BEGIN Exercise data
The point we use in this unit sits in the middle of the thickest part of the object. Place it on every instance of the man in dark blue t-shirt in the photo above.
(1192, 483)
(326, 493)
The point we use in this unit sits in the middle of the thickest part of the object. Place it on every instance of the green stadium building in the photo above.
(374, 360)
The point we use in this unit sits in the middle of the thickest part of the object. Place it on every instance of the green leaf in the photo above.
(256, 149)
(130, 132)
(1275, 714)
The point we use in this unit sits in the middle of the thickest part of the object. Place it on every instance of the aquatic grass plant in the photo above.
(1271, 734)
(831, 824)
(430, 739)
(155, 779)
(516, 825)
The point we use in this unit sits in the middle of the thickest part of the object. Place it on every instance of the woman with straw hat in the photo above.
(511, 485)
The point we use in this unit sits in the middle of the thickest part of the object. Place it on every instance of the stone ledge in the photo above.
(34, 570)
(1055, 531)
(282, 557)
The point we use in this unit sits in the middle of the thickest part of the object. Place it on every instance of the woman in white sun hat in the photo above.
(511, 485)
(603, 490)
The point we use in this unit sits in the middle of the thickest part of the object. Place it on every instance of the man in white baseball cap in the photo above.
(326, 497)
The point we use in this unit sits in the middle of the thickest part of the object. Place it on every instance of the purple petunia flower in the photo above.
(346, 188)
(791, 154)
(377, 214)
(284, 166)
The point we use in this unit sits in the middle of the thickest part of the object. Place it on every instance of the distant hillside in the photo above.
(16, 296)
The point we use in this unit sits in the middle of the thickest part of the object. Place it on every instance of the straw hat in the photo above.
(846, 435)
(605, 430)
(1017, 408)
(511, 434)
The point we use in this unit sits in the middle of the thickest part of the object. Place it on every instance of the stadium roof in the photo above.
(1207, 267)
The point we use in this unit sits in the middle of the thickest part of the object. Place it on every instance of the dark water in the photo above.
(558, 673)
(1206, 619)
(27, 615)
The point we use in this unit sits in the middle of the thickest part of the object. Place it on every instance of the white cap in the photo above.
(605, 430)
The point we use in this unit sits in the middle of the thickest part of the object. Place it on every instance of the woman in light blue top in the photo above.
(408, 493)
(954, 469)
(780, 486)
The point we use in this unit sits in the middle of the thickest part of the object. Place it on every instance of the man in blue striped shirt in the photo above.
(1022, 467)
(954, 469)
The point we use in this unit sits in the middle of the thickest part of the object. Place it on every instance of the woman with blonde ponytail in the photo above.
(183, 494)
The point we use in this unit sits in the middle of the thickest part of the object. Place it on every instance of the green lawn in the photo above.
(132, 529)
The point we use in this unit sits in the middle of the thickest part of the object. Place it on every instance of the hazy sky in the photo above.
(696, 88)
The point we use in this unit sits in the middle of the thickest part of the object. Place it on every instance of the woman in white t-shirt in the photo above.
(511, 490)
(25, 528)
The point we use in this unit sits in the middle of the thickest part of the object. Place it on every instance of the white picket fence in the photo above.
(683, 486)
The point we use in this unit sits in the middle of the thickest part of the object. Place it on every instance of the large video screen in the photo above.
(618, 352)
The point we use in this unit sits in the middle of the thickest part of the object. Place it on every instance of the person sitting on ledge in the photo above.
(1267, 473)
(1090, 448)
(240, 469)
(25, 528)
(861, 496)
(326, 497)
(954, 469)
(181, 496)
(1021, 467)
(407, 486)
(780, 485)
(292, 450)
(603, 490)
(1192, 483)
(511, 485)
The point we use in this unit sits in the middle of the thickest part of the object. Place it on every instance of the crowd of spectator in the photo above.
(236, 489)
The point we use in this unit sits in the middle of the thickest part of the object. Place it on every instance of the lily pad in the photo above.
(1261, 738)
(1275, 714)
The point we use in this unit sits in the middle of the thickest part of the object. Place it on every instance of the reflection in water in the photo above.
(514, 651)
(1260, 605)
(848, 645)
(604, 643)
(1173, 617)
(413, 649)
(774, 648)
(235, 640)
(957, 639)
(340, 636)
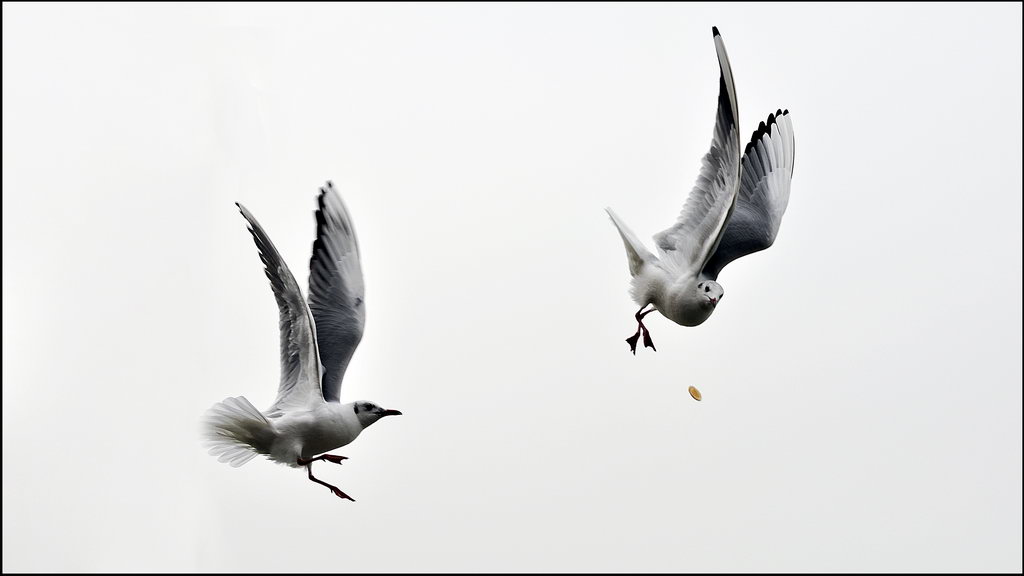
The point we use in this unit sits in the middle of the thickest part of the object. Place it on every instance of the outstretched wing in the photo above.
(687, 245)
(336, 292)
(299, 362)
(764, 193)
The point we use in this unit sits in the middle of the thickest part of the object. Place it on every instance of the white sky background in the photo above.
(861, 379)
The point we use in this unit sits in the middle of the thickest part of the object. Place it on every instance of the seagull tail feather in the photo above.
(236, 432)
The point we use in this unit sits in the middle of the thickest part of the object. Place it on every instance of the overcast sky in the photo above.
(861, 379)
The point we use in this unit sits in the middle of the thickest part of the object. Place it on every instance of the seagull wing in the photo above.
(686, 246)
(764, 194)
(300, 367)
(336, 291)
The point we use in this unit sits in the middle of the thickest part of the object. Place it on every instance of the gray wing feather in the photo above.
(299, 362)
(764, 194)
(336, 290)
(687, 245)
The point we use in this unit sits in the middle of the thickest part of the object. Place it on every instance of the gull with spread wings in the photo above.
(734, 209)
(317, 340)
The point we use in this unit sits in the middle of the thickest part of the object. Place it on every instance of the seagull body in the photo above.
(734, 209)
(317, 340)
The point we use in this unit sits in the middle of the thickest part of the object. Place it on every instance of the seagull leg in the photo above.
(335, 489)
(641, 330)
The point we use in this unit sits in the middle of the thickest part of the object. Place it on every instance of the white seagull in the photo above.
(734, 209)
(316, 343)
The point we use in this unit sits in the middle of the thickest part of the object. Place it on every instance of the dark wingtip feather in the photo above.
(764, 128)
END Exercise data
## Task details
The answer must be the lines from the one containing "wing feather in the photo above." to the final line of the data above, copied exactly, both included, with nothing added.

## Exercise result
The point we use in this unit sits in the middle of the thickest part of the object. Place it on every instance of the gray wing feather in the photo above.
(299, 362)
(764, 194)
(336, 290)
(687, 245)
The point we use in this unit sits in the middle of the thickest part of the object. Place it on every instance of the gull with spread wings in the photo above.
(734, 209)
(317, 340)
The point we use in this unit sits in the middle of the thickest part of the object. Place it on every instance of the seagull body in the photo above.
(734, 209)
(317, 340)
The point we use in this unit sits in the middle of the thickest part of the object. Place it on every instance of the seagull leg in the photo above.
(335, 489)
(641, 330)
The point we use in this unit sits in the middle of the thickest part of the object. Place it on every instance of the white seagull in the photo above.
(734, 209)
(316, 343)
The point we use in this unit sits in the middle of the thickest part of the object. Place it on every instance of the dark wingtip feather in the photo above.
(764, 128)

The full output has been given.